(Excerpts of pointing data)
** begin **

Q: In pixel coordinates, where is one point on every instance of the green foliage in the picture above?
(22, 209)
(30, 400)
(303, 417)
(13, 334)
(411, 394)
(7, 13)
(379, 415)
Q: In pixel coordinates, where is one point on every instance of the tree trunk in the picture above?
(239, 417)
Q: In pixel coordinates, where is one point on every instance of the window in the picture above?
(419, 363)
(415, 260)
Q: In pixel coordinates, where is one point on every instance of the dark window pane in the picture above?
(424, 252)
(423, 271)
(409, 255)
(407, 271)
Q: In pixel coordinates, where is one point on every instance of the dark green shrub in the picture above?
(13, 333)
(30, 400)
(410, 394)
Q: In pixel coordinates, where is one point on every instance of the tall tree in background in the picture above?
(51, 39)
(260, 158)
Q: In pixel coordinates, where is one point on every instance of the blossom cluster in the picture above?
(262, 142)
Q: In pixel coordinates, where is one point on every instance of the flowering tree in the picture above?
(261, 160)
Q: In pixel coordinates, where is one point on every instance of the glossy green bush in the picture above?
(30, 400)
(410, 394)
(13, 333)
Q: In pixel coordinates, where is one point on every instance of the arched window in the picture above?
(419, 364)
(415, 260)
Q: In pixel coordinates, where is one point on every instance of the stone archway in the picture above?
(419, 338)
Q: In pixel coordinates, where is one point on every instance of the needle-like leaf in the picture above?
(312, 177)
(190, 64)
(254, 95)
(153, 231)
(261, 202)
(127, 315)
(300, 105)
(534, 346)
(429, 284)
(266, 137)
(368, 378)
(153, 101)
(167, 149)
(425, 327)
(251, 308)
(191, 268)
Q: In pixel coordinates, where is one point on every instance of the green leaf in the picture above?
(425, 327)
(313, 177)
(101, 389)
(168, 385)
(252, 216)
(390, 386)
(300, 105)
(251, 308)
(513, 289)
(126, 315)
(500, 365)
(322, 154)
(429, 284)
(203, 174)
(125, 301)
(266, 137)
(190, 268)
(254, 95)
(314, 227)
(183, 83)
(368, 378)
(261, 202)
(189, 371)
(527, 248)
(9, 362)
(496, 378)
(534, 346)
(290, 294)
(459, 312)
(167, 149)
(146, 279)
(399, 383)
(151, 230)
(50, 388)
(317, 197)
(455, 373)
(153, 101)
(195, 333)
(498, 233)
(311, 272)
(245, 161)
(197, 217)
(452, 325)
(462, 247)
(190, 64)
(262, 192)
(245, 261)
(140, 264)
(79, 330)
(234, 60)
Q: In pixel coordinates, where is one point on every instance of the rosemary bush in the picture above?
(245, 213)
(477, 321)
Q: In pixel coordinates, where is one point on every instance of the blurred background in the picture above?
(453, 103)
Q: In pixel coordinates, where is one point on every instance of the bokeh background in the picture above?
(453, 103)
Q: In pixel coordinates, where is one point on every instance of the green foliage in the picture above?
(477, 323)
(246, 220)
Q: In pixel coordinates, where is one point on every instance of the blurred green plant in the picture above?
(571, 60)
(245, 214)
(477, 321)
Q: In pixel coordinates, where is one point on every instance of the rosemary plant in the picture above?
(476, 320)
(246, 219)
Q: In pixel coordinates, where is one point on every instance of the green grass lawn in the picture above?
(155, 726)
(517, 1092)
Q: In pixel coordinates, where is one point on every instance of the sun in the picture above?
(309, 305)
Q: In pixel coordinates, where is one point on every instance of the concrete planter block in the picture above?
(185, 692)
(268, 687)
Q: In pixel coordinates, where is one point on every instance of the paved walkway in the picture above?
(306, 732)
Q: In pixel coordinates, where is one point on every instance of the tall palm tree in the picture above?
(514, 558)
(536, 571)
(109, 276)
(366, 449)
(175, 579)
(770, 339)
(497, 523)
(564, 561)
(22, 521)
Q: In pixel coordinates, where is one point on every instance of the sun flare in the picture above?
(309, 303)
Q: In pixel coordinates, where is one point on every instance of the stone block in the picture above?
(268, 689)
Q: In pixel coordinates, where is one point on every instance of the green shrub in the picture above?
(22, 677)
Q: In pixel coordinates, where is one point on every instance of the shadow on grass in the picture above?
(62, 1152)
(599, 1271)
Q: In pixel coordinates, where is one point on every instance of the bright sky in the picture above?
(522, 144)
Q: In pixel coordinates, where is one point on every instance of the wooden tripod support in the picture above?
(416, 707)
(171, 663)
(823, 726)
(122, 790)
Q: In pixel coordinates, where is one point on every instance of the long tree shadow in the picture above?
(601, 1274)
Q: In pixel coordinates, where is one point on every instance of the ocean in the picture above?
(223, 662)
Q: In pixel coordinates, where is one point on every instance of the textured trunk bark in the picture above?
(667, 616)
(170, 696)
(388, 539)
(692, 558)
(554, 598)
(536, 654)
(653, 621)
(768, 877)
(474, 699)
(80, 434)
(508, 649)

** end **

Rewrite every entry above, changing "instance" to "occurrence" and leaving everything else as it is.

Final result:
Q: In pixel coordinates, where is one point on every occurrence of the green foliage in the picture above?
(22, 209)
(30, 400)
(303, 417)
(13, 334)
(411, 394)
(7, 13)
(379, 415)
Q: In pixel coordinates, where is one point on every occurrence of the tree trunk in the picture above?
(239, 417)
Q: In pixel coordinates, where is one point on every occurrence of the window in the picture above?
(419, 363)
(415, 260)
Q: In pixel coordinates, where is one point on every occurrence of the dark window pane in the picture above?
(424, 252)
(423, 271)
(409, 255)
(407, 271)
Q: In pixel coordinates, where is one point on every occurrence of the dark green shrub in the picture above?
(13, 333)
(30, 400)
(410, 394)
Q: In pixel coordinates, where is one point on every occurrence of the tall tree in background in the picture above?
(51, 39)
(260, 158)
Q: In pixel coordinates, where is one point on every occurrence of the blossom cluster in the picture above?
(262, 142)
Q: In pixel coordinates, where is one point on every occurrence of the flowering tree in the picture above?
(261, 160)
Q: In pixel coordinates, where is one point on every occurrence of the glossy green bush in the picture above?
(30, 400)
(410, 394)
(13, 333)
Q: In pixel coordinates, where is one point on every occurrence of the arched window in the picture above?
(419, 364)
(415, 260)
Q: In pixel coordinates, where is one point on every occurrence of the stone archway in the picture above?
(419, 338)
Q: In pixel coordinates, where is one point on every occurrence of the needle-like leaf in the picture above?
(312, 177)
(190, 64)
(254, 95)
(153, 231)
(261, 202)
(127, 315)
(300, 105)
(534, 346)
(429, 284)
(266, 137)
(368, 378)
(153, 101)
(167, 149)
(425, 327)
(251, 308)
(191, 268)
Q: In pixel coordinates, where is one point on every occurrence of the green leaf in the picture above?
(425, 327)
(313, 177)
(101, 389)
(168, 385)
(252, 216)
(390, 386)
(300, 105)
(251, 308)
(513, 289)
(126, 315)
(500, 365)
(322, 154)
(429, 284)
(203, 174)
(125, 301)
(266, 137)
(190, 268)
(254, 95)
(314, 227)
(183, 83)
(368, 378)
(261, 202)
(189, 371)
(527, 248)
(9, 362)
(496, 378)
(534, 346)
(290, 294)
(459, 312)
(167, 149)
(146, 279)
(399, 383)
(151, 230)
(50, 388)
(317, 197)
(455, 373)
(153, 101)
(195, 333)
(498, 233)
(311, 272)
(245, 161)
(197, 217)
(452, 325)
(462, 247)
(190, 64)
(262, 192)
(245, 261)
(140, 264)
(79, 330)
(234, 60)
Q: In pixel coordinates, where is one point on every occurrence of the rosemary bush in the picture above?
(245, 213)
(477, 321)
Q: In pixel coordinates, where is one point on every occurrence of the blurred background in the picture above?
(453, 103)
Q: In pixel coordinates, where is one point on every occurrence of the bokeh background in the picture above?
(453, 103)
Q: In pixel coordinates, where is one point on every occurrence of the green foliage in the picture above?
(477, 323)
(246, 220)
Q: In pixel coordinates, where is one point on every occurrence of the blurred green plant in the picture above?
(571, 60)
(245, 214)
(477, 321)
Q: In pixel coordinates, where is one point on every occurrence of the rosemary plant in the picture above?
(476, 320)
(246, 219)
Q: In pixel coordinates, where is one point on every occurrence of the green grass lawn in the picture above?
(155, 726)
(517, 1092)
Q: In pixel coordinates, where is one point on every occurrence of the sun in the picture above?
(309, 305)
Q: In pixel coordinates, where is one point on every occurrence of the concrete planter block in the picture above?
(185, 692)
(268, 687)
Q: In pixel coordinates, where is one point on every occurrence of the paved walkway in the picture above?
(306, 732)
Q: In pixel coordinates, where is one point on every occurrence of the tall palm tree in the picture above?
(514, 558)
(536, 571)
(109, 276)
(366, 449)
(175, 579)
(770, 339)
(497, 523)
(564, 561)
(22, 521)
Q: In pixel coordinates, where is one point on every occurrence of the sun flare in the picture above?
(309, 303)
Q: In pixel coordinates, where is one point on every occurrence of the stone block in the picture above?
(268, 689)
Q: In pixel coordinates, where is one point on every occurrence of the green shrub in the picture above?
(22, 677)
Q: In pixel coordinates, where is one point on every occurrence of the shadow on grass in the picture above?
(62, 1152)
(599, 1271)
Q: In pixel coordinates, where is one point on every occurrence of the bright sky in the picture above?
(522, 144)
Q: In pixel coordinates, where is one point on every occurrence of the wooden tripod support in the picture above?
(416, 707)
(171, 663)
(823, 726)
(122, 790)
Q: In pixel coordinates, where is one point on every occurrence of the long tree shadow in the picture above?
(601, 1274)
Q: In pixel coordinates, where is one point on every occurrence of the ocean in the picture above?
(223, 662)
Q: In pixel coordinates, where is one point on every occurrence of the textured trunk bark in the picture above?
(667, 616)
(170, 696)
(388, 539)
(692, 558)
(554, 598)
(536, 654)
(653, 621)
(768, 877)
(474, 699)
(80, 434)
(508, 649)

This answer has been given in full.